• _Exercise description_
Reproduce each line below with no alterations.

'''

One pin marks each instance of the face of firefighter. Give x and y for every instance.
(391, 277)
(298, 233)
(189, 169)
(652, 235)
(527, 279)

'''

• _Answer section_
One pin marks each instance of the face of firefighter. Give x and y for every instance.
(391, 277)
(298, 233)
(189, 169)
(652, 235)
(527, 279)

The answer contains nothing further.